Carry on the text about reviving a lapsed insurance policy, starting right after its final sentence.

• **Text segment**:

▬▬▬▬▬▬

When Revival Gets Denied
Insurers can reject your revival application if:
- You’ve developed a serious health condition: Diabetes, hypertension, heart disease, cancer: anything that significantly increases mortality risk. The insurer may offer to revive your policy with an exclusion (e.g., death due to heart disease won’t be covered) or a higher premium. You can accept or reject.
- You’ve taken up a high-risk occupation: If you were a software engineer when you bought the policy and now you’re a commercial pilot or work in mining, the insurer may ask for higher premiums.
- You’re outside the revival window: If 5 years have passed since lapse, revival is no longer an option.
If your revival is denied, you’ll need to buy a new policy. At your current age and health, premiums will be much higher: or you may not even be insurable.
Is Revival Worth It?
Compare the revival cost to buying a new policy:
| Factor | Revive Old Policy | Buy New Policy |
|---|---|---|
| Premium going forward | Same as before (age 30 rate) | Higher (current age rate, e.g., age 35) |
| Health underwriting | May be waived if lapsed <6 months | Full medical tests required |
| Pre-existing conditions | Already covered (Section 45 protection after 3 years from policy start) | May be excluded or attract higher premium |
| Immediate cost | Backdated premiums + interest | Just current year premium |
| Waiting period | None: coverage restarts immediately | New waiting periods apply (suicide, etc.) |
In most cases, revival is cheaper in the long run: especially if you’re more than 5 years older than when you bought the policy. The upfront cost hurts, but you’ll save thousands per year on premiums.

▬▬▬▬▬▬

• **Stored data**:
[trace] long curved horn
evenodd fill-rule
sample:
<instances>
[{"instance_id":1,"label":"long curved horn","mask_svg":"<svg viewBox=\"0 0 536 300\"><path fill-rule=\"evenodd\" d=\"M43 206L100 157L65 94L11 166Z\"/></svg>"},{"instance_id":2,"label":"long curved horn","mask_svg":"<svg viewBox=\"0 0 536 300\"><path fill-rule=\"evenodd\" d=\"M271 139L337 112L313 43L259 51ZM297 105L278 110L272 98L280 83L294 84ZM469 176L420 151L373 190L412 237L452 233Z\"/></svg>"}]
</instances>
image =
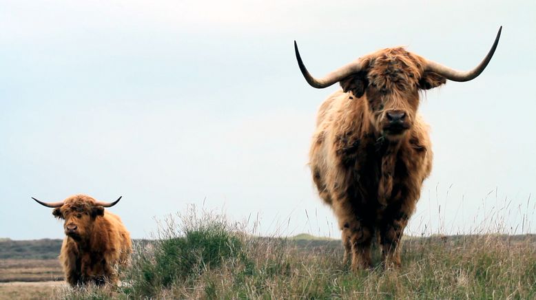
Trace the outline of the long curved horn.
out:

▬▬▬▬▬▬

• **Task response**:
Exception: If you’re very close to the end of your revival window (4.5 years after lapse) and need to undergo extensive medical tests that might reveal new conditions, it may be better to buy a new policy while you’re still insurable.
Setting Up Auto-Debit: Never Miss a Payment Again
Why Auto-Debit Is Non-Negotiable
Here’s a hard truth: most policies lapse not because people can’t afford the premium, but because they forget. Life gets busy. You change jobs, move cities, get a new phone number, and suddenly the insurer’s reminders don’t reach you.
Auto-debit eliminates this risk. Set it up once, and your premium gets paid automatically every year (or month, depending on your payment mode). You don’t have to remember due dates, log into portals, or worry about missed payments.
How to Set Up Auto-Debit
Insurers generally offer three auto-debit options:
1. NACH (National Automated Clearing House): This is the most reliable method. You sign a mandate form authorizing your bank to deduct the premium amount on a specific date. The insurer registers this mandate with your bank. On your due date, the amount is automatically debited.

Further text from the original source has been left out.